** DATA SUPPLIED follows **

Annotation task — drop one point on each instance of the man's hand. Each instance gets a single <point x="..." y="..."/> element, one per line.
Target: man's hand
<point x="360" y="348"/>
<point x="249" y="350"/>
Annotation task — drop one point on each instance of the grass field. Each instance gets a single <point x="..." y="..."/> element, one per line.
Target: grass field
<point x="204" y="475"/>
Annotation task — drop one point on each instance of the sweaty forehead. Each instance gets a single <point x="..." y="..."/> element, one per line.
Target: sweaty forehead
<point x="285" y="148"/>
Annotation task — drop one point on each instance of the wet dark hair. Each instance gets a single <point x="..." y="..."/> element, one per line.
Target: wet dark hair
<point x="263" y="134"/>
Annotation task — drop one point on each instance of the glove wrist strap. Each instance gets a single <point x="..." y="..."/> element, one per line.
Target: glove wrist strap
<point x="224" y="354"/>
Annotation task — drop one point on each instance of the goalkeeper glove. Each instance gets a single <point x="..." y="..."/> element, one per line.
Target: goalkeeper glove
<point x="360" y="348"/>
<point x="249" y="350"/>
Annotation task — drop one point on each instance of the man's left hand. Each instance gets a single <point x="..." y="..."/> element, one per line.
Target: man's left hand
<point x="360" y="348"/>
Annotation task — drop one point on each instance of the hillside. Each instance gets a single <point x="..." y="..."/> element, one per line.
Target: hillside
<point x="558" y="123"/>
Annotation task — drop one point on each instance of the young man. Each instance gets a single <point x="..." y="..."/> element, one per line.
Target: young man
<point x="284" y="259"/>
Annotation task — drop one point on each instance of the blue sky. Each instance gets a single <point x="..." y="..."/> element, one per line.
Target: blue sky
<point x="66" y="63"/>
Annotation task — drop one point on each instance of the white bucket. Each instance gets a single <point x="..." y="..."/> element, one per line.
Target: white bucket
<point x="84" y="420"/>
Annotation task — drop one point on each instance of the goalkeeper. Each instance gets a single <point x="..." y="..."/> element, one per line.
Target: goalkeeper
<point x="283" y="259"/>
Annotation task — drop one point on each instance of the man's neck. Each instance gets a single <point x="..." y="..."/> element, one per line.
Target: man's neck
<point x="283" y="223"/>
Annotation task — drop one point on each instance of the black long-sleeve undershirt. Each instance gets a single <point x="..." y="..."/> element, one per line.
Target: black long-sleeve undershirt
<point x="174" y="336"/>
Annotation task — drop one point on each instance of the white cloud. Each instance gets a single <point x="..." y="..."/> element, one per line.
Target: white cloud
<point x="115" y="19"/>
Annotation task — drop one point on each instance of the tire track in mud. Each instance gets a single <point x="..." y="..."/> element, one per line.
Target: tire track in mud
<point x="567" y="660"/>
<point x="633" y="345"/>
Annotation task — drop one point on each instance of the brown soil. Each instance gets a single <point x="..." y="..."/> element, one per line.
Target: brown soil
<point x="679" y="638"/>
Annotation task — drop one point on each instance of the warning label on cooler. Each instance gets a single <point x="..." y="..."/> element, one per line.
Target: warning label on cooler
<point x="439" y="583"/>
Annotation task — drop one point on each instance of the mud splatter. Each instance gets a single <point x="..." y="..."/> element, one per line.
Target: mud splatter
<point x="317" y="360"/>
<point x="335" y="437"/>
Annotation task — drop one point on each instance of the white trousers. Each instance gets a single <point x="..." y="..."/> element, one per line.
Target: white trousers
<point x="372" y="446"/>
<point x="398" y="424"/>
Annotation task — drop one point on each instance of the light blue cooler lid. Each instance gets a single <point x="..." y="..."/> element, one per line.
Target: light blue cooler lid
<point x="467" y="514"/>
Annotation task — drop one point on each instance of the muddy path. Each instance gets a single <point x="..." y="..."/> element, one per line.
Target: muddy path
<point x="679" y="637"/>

** End of DATA SUPPLIED **

## WORK INSTRUCTIONS
With the line that contains "of the muddy" as your start, reproduce the data above exactly through its last line, and nothing before that start.

## SOLUTION FOR THIS TASK
Annotation task — drop one point on each instance of the muddy path. Each instance gets a single <point x="..." y="..."/> element, one per line.
Target: muddy path
<point x="679" y="637"/>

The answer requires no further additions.